Copy out only the span from the line with "For the evaluation set, spot each instance of the rear wheel" to the end of the data, both ends kept, word for word.

--- --- ---

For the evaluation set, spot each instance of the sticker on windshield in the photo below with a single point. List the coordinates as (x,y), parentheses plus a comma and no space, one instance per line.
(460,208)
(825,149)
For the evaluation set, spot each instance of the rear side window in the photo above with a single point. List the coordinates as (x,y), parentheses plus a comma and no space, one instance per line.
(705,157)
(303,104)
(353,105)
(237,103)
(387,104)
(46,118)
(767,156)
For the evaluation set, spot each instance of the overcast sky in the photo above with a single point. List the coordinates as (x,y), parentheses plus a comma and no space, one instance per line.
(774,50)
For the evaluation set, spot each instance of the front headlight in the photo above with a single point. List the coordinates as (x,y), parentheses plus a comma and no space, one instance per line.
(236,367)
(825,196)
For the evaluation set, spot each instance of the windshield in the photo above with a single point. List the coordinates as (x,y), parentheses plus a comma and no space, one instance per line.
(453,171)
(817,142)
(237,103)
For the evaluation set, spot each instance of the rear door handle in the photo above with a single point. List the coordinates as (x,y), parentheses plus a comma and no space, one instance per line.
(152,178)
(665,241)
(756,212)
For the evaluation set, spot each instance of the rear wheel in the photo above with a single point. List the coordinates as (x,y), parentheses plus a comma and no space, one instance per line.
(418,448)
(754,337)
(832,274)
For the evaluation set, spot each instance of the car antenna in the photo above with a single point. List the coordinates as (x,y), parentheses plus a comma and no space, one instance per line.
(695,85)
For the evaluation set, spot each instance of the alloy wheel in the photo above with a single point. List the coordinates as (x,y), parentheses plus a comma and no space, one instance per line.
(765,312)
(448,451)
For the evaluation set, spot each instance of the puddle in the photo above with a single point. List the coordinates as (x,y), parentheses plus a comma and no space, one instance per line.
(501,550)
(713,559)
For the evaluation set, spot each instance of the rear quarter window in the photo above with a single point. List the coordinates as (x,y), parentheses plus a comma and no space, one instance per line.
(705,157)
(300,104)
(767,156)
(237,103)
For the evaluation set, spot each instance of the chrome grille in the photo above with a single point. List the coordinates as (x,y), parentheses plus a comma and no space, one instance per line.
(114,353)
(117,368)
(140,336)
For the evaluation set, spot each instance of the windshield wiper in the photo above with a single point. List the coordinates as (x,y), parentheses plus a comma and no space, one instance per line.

--- --- ---

## EXERCISE RESULT
For the evaluation set, spot each instance of the rear wheel in the photo above with a single point. List the coordinates as (x,y), parentheses plus a comma and no space, one instance per line.
(418,448)
(754,337)
(832,274)
For the evaluation set, spot each instance of the car antenna in the photo above with a single point. List the coordinates as (x,y), parentheses plus a comma and no space, one instance per line.
(695,85)
For the evaluation set, spot each instance of the alloy wheel in the photo above with a single point. List the coordinates as (x,y), parentheses plus a comma and no space, one instance per line.
(765,312)
(448,451)
For the evaluation set, spot each instance of the puddle in the photo above with a single point. List the coordinates as (x,y), parentheses plus a comma and no space, one instance per line.
(501,550)
(713,559)
For the evaluation set, spot each instance of the rear quarter window in the photo above with a single point. List the coordinates as (x,y), parentheses plus a comma and no space, one instance per line.
(705,157)
(300,104)
(767,156)
(237,103)
For the evaluation set, spot each instance of the chrome grille in the photo above with a single point. List the coordinates as (x,y), parentheses plus a comma and no space, one instance per line.
(114,353)
(117,368)
(140,336)
For the evaluation set, spot each instance of the windshield wiper in the photo above with a single point. List the coordinates as (x,y), parentheses plus a comma and no space, one instance per line.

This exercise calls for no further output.